Records:
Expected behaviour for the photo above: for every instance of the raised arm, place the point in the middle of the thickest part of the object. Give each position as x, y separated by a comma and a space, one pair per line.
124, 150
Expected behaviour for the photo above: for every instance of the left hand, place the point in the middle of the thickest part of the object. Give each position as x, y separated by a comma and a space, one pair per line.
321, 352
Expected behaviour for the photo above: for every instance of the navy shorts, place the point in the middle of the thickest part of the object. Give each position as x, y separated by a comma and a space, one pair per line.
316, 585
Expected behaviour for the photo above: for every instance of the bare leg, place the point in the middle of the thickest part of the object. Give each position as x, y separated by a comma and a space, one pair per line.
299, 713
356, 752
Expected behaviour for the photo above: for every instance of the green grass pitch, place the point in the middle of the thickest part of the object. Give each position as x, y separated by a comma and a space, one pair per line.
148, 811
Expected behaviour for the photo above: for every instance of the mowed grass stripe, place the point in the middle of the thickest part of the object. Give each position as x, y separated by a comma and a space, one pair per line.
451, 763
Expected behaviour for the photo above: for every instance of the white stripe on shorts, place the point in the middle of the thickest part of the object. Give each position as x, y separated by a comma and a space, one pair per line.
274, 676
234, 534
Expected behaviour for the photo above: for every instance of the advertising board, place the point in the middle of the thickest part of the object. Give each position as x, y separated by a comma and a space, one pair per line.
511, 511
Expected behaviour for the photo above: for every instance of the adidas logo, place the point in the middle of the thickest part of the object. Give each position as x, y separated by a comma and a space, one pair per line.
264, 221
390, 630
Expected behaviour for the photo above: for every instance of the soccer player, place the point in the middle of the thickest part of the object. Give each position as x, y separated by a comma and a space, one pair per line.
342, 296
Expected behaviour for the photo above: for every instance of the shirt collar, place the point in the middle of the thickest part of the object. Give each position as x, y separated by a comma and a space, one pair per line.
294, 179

PROBLEM TO WORK ON: Please rewrite the entries from the line that contains "of the bare" through the last entry, leaving the request lines unchanged. Scale every answer coordinate by 0.65 and round to the nearest whole number, with halves rounding up.

OUTPUT BELOW:
Expected behaviour for the photo above: for every instance of the bare leg, place the point in the middle of the thickest part of the object. Give each position as x, y separated by a comma and a space, one pair per line.
194, 463
231, 489
Expected behaviour for the photo above: for every instance of the green grass pitch, place the point in the middle of the thickest part of the object. Give each position as x, y separated by a comma and a space, one pair per line.
96, 527
Expected behaviour for the photo above: for every instance of the mowed grass stripe, place the point in the middle of the thickest part of the object. Give each position as x, y separated by a comma and a space, one pair per line.
293, 496
Expected behaviour for the photo above: for every instance of the white stripe on shorts, place the point in the middle of the thickest part of the object. Give each position as x, y separated by a comma and a space, one pair per line.
178, 439
152, 347
Expected behaviour for the photo above: for every instance of the advertising board, place the point in the middle of the thickest part of the object. Give each position as x, y separated by a comma and a space, one pair per line.
332, 332
Expected behaviour for the photo above: for every instance of the adidas logo, place the point in the middle of the thickest part of the object. Give each position as x, y separated by a comma and a space, one pair per line.
172, 144
254, 410
Expected behaviour for the photo above: for every instance of the soccer player, place the point in the middle of the thickest part of the object. Give each position as x, y separated by a comma and a space, one pair per line.
222, 192
Expected behaviour for the photo above: for every instance of the shirt collar, place the point in the middle of the thickest part of the object. Give each position as x, y separated by a comma and a space, one pair per line.
191, 116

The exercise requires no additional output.